### WRITTEN EXERCISE 1
In the article on Tesla, what top speed did a customer-owned Koenigsegg Agera R recently set as a record?
### WRITTEN EXERCISE 2
Output the passage of the article on Tesla starting with "Fifty years later, another" and going on through "obscure Swedish supercar manufacturer.".
### WRITTEN EXERCISE 3
Go on with the article on Tesla from the point where it stops.

### DOCUMENT EXCERPT
————

The Honda 1300, sometimes called the Coupe 9, was Soichiro Honda’s crowning achievement. His constant tinkering with the design during production, however, made this car a financial disaster.

To the more established brands, it is a young upstart company with performance claims that seem unreasonably optimistic. Instead of being rooted in reality, its new sporty two-door appears to be little more than the expressed will of a mercurial leader. There are already rumours of potential bankruptcy. Surely, this is hubris run amok.

The company in question? Honda, at the tail end of the 1960s.

Fifty years later, another brash move is making headlines that ripple around the world before reporters can get their facts straight. "Tesla's new second-generation Roadster is the fastest production car ever made," screamed the Verge, a Manhattan-based technology news website.

Well, no. Seeing that the Roadster is not yet in production, nor will its claimed 400-kilometre-an-hour top speed best the record of 440 km/h recently set by a customer-owned Koenigsegg Agera R, the Verge and other outlets have since amended their feverish headlines with "quickest" and "will be." Still, the average person was a lot more excited about Tesla's announcement than they were about the heroics of an obscure Swedish supercar manufacturer.

Even if the second-gen Roadster doesn’t hit its top-speed target when it comes out in 2020, it won’t matter much to Teslavangelists, who think the company can do no wrong.

Tesla is probably the most argued-over car company in history. Some critics call it a Ponzi scheme, all smoke and mirrors. Its most fervent supporters label any criticism as being a Luddite's attack on the future.

If you're on the sidelines, without either a reservation on the slow-to-appear Model 3 or stock in an oil and gas company, all the shouting is bemusing. Is Elon Musk, Tesla's charismatic chief executive officer, a messianic figure or the fraudulent leader of a cultish mob? And is his company doomed, as many pundits would have you believe, or does it have unstoppable momentum at this point?

The truth, as ever, is somewhere in the middle. Facts on the side of those predicting Tesla's demise include a consistent failure to deliver product on time, widespread quality-control issues (some minor, others more worrying) and an apparent inability to turn a profit. The latest numbers suggest Tesla's cash-burn is $8,000 (U.S.) a minute, or more than a billion dollars a quarter.

Yet, as far as Teslavangelists are concerned, the company can do no wrong. The Model 3, touted as Tesla's volume-seller, has missed initial production targets badly, yet few would-be customers are cancelling their deposits. Further, Tesla's fans can point to strong deliveries of the Model S and Model X this year, premium cars that can be found in almost any market. Europeans don't care about Cadillacs, but they lust after Teslas.

Tesla’s Model S, top, and Model X are premium cars that can be found in almost any market.

This last one is perhaps Tesla's greatest strength: customer engagement. Retired automotive executive Bob Lutz recently appeared on CNBC saying: "There's no secret sauce at Tesla. They use the same lithium-ion batteries as everyone else." With due respect to Lutz's considerable experience in the automotive business, overlooking the element of emotion in people's purchasing decisions is a fatal error.

————

(Records from a data source)
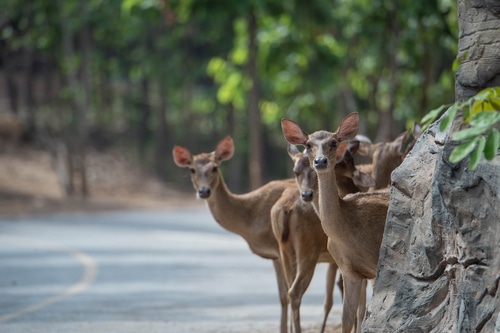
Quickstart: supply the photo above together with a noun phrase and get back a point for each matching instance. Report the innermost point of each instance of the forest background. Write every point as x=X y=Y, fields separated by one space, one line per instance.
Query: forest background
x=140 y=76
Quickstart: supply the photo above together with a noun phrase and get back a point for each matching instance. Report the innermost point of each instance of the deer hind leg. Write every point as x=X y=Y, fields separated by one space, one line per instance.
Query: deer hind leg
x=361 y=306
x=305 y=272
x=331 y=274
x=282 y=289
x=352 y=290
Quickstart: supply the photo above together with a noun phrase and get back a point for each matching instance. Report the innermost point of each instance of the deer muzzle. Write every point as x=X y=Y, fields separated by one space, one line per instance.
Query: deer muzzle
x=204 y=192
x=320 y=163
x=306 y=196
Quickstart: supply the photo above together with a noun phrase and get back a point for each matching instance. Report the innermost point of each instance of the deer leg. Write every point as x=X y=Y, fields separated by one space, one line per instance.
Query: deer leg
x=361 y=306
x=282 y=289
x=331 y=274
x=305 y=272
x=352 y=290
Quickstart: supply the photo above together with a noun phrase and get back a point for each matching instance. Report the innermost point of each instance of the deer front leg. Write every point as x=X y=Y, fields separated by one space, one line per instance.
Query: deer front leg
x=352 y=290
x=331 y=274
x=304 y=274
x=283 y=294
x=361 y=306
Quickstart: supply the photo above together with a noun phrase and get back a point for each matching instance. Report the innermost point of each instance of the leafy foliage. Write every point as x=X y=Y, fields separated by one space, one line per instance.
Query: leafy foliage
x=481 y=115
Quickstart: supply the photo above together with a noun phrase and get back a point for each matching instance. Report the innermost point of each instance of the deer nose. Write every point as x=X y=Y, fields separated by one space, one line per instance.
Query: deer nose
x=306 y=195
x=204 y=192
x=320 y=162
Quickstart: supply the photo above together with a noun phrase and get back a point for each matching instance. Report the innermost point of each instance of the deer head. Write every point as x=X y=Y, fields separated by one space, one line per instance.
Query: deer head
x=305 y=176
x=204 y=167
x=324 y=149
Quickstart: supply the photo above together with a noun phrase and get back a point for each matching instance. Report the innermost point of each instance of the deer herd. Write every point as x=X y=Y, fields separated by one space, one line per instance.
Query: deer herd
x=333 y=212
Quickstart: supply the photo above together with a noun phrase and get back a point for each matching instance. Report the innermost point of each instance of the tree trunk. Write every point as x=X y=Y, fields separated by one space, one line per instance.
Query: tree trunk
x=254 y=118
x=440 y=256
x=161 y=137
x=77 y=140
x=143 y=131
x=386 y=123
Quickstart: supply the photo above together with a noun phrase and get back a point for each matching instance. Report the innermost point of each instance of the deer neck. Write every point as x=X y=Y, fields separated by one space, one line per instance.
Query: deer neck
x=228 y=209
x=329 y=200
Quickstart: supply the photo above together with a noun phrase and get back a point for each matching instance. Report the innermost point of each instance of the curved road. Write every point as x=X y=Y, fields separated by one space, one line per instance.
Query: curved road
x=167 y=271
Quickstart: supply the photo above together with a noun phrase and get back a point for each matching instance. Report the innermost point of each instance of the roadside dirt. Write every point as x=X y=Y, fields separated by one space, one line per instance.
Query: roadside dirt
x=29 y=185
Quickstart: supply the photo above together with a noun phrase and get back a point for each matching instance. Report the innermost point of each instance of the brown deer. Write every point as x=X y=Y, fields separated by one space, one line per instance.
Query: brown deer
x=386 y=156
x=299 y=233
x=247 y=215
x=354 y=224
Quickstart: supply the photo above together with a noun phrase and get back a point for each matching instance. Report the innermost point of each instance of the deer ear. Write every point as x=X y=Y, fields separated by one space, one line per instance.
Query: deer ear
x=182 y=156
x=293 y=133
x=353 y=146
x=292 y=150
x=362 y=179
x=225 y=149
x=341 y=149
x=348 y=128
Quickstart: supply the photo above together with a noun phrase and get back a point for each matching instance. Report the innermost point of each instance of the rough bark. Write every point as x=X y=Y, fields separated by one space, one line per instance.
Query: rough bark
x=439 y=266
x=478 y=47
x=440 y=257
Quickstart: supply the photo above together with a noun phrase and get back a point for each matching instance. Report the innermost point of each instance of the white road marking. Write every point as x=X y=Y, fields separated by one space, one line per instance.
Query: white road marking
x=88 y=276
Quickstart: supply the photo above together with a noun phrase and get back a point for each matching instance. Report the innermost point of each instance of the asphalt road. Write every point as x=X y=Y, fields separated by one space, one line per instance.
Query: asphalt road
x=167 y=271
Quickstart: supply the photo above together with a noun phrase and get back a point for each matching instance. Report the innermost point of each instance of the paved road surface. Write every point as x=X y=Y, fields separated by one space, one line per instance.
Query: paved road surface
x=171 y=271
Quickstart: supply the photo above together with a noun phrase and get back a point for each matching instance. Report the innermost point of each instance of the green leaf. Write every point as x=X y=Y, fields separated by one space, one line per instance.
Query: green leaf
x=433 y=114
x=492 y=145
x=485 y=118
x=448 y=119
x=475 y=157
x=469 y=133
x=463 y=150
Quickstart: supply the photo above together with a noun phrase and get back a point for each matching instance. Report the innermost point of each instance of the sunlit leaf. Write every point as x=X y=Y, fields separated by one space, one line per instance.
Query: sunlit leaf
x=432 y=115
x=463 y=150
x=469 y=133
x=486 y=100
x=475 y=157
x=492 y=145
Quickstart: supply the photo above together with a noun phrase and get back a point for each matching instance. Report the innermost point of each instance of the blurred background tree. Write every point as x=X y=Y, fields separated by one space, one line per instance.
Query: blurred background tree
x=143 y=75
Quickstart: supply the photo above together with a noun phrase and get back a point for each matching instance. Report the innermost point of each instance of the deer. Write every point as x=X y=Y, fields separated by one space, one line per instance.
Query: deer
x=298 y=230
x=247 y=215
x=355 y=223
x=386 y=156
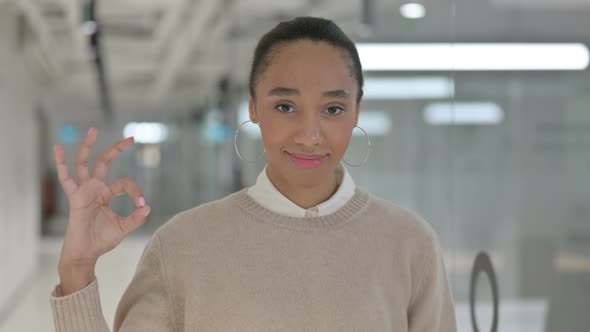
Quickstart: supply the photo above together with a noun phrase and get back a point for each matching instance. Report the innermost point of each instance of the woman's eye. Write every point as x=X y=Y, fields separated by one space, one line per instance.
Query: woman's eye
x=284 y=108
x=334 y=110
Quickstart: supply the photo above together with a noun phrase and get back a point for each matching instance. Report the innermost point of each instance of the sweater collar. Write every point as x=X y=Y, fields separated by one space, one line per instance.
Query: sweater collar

————

### EXERCISE RESPONSE 1
440 km/h.

### EXERCISE RESPONSE 2
Fifty years later, another brash move is making headlines that ripple around the world before reporters can get their facts straight. "Tesla's new second-generation Roadster is the fastest production car ever made," screamed the Verge, a Manhattan-based technology news website.

Well, no. Seeing that the Roadster is not yet in production, nor will its claimed 400-kilometre-an-hour top speed best the record of 440 km/h recently set by a customer-owned Koenigsegg Agera R, the Verge and other outlets have since amended their feverish headlines with "quickest" and "will be." Still, the average person was a lot more excited about Tesla's announcement than they were about the heroics of an obscure Swedish supercar manufacturer.

### EXERCISE RESPONSE 3
Musk is far from the awkward, slightly geeky young man with the receding hairline who once took delivery of a McLaren F1 in 1999. The South Africa-born entrepreneur is now carefully coiffed. He is presented as someone who works alongside his engineers, even camping out on the production line. Throw in a space rocket company and being linked romantically with models and actresses, and Musk is akin to a real-world Tony Stark. People want to buy his cars.

But Musk is not the only genius to be involved in the automotive industry. It is time to turn back to our little Honda, sitting on the show floor in 1968, causing Toyota's president to ask his staff, "Why can't we do this?"

If Tesla seems besieged, consider that Soichiro Honda's first factory was levelled by a B-29 raid during the Second World War. Honda was just as driven as Musk and he was equally brilliant, coming up with innovation after innovation.

His crowning achievement was the Honda 1300, sometimes called the Coupe 9. It made 113 horsepower from an air-cooled four-cylinder engine (Toyota's 1.3 made 75 hp), had independent suspension at all four corners and was lightweight, nimble and incredibly efficient. There was nothing else on the market like it.

There was just one problem: Honda refused to stop improving his design. At one point, he ordered the reversal of the entire assembly line to add in further features, dreamed up late at night. It drove his workers mad.

Eventually, his engineers set up a desk in the factory to deal with his constant interfering. When the car was finally completed, it was a financial disaster. Honda was forced to step back and his engineers worked to combine his passionate ideas with the practical needs of modern mass-manufacturing. The next car they produced was the Honda Civic. You could say it did pretty well.

Honda continued to be deeply involved with his company, but it had grown to the point where realism was required. He would live to see his ideas take shape in a supercar, in the form of the original NSX.

At the time, there was nothing else on the market like the Honda 1300.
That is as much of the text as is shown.